● **Work task**
In the reply, include exactly the lines of the entries below from the first to the line with "108L220 185L196 215L229", that line included.

Dataset records
^^^^^^^^

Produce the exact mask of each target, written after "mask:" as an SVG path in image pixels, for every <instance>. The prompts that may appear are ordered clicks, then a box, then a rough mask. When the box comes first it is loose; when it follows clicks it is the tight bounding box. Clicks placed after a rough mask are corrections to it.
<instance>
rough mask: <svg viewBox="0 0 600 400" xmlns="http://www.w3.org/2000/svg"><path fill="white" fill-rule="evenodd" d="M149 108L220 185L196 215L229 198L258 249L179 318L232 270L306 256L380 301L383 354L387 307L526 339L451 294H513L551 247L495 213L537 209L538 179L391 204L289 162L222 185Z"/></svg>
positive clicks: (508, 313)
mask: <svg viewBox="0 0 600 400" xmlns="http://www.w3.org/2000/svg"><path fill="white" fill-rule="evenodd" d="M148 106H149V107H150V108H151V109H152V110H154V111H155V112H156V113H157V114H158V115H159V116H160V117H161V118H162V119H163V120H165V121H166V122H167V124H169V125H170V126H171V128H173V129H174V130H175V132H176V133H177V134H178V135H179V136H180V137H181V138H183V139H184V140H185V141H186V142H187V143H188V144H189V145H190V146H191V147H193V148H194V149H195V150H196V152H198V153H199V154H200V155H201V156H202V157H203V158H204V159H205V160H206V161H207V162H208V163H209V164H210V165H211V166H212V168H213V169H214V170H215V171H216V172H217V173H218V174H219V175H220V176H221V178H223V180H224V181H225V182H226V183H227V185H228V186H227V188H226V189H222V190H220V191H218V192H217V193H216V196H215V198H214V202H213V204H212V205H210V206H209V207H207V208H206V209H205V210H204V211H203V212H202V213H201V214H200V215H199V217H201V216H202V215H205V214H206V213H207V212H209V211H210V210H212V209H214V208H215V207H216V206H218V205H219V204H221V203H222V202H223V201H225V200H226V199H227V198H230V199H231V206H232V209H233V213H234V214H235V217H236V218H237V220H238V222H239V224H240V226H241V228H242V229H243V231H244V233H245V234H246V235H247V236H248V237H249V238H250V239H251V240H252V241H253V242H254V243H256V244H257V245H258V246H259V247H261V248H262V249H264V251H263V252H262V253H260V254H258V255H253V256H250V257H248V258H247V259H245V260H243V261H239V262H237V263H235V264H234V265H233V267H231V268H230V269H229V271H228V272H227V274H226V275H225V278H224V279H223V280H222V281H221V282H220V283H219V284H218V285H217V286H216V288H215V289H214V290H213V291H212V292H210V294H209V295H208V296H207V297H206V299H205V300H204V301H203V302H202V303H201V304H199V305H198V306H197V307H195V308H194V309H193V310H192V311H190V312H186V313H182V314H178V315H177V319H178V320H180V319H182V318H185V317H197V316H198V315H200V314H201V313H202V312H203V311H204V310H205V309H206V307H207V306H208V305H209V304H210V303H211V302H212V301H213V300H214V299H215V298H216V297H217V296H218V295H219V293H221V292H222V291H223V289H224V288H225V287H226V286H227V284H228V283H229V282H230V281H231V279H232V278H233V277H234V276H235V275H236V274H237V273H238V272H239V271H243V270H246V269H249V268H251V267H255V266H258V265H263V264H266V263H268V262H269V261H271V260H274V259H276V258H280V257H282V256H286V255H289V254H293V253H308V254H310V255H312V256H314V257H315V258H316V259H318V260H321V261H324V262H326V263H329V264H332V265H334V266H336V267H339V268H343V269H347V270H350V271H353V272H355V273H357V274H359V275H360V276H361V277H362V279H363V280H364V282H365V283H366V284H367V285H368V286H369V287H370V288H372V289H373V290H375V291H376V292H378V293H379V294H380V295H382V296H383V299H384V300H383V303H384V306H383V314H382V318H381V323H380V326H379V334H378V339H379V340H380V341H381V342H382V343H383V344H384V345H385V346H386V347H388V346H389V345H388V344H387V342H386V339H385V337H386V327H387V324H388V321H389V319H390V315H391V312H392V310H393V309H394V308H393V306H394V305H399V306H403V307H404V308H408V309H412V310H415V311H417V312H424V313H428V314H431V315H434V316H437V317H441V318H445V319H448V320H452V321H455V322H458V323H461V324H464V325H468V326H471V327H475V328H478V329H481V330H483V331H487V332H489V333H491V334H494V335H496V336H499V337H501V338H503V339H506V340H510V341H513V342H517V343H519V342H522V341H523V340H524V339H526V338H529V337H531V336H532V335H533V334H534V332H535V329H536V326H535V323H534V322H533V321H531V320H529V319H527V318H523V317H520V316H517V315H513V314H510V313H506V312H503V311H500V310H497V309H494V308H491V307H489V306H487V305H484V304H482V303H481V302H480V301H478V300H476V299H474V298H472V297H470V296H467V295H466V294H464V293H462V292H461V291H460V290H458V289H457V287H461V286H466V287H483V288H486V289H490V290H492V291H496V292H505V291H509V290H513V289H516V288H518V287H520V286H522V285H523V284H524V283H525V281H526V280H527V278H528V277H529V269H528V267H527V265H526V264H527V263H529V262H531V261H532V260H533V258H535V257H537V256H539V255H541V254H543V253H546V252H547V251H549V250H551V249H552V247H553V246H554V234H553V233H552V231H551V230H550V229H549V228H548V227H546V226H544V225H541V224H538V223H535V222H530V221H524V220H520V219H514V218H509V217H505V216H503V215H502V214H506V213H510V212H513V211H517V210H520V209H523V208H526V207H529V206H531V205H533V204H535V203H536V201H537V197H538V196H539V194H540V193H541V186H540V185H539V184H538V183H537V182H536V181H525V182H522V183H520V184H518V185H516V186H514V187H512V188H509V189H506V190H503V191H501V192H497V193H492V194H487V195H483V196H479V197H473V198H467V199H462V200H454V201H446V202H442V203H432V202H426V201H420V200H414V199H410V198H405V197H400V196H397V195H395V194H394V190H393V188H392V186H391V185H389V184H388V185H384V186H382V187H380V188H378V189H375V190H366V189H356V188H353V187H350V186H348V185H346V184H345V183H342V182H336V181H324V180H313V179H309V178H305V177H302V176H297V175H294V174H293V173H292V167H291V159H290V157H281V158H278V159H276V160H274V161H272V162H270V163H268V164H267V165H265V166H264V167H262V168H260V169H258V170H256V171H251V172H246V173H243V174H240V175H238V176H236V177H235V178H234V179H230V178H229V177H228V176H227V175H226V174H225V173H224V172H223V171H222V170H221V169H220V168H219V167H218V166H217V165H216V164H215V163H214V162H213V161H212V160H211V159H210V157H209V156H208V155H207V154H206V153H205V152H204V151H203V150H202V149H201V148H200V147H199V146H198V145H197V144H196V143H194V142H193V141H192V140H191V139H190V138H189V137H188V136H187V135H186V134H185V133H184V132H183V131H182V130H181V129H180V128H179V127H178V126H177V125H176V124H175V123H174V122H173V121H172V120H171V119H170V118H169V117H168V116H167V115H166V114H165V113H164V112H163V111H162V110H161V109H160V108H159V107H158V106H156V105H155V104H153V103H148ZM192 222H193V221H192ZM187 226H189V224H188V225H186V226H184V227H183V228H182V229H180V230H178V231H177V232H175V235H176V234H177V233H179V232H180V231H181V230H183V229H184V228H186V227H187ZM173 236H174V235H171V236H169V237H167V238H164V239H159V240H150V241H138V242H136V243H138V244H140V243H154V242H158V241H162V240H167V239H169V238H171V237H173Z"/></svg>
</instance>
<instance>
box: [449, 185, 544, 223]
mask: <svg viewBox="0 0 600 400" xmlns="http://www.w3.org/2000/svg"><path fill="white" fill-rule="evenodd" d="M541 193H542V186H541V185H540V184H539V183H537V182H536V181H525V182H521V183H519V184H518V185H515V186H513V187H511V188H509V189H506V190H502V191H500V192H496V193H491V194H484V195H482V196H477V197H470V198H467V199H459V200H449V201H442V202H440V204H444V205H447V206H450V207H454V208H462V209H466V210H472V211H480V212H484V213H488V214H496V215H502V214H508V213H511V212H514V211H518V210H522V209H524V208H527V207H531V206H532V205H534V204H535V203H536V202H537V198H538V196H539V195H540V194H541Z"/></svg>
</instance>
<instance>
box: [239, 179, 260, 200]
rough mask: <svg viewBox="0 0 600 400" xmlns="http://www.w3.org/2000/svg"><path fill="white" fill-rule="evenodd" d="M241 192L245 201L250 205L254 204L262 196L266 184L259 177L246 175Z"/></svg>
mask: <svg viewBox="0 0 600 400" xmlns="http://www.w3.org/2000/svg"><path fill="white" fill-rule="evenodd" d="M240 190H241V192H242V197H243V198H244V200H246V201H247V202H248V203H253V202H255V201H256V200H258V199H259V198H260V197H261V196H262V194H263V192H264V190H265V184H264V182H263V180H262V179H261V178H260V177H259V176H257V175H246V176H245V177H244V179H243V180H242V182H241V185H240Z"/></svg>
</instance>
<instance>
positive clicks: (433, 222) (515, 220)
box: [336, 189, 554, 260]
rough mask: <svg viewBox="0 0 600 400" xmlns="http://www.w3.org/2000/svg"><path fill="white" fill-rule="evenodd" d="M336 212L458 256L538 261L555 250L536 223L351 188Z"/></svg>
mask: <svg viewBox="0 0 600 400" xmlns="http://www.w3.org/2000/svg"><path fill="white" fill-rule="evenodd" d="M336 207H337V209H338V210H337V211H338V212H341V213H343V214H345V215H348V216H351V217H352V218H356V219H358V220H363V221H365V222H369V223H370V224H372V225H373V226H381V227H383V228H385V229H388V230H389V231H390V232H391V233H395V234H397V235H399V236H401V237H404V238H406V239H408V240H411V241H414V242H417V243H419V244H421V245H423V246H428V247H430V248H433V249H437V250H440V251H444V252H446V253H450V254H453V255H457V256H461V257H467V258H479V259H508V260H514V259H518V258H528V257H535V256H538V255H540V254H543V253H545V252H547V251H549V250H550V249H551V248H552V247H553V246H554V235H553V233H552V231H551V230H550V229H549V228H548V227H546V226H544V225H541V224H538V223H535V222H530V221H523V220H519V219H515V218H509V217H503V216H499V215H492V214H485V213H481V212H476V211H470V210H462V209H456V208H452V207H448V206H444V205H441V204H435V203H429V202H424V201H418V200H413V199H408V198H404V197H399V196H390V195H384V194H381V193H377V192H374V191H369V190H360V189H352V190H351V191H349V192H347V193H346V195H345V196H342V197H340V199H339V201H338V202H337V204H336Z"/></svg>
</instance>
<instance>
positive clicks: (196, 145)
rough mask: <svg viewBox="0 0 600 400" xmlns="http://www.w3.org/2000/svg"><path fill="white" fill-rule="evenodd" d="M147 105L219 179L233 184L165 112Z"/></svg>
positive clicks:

^^^^^^^^

● **Exercise response**
Produce the exact mask of each target, written after "mask:" as an SVG path in image pixels, for every <instance>. The prompts that may appear are ordered clicks, then a box, then a rough mask. When the box comes first it is loose; when it follows clicks it is the tight bounding box. Clicks placed after a rough mask are corrections to it.
<instance>
rough mask: <svg viewBox="0 0 600 400" xmlns="http://www.w3.org/2000/svg"><path fill="white" fill-rule="evenodd" d="M149 108L220 185L196 215L229 198L258 249L179 318L232 270L306 256L380 301L383 354L387 307L526 339L451 294H513L551 247L495 213L537 209L538 179L391 204L289 162L222 185Z"/></svg>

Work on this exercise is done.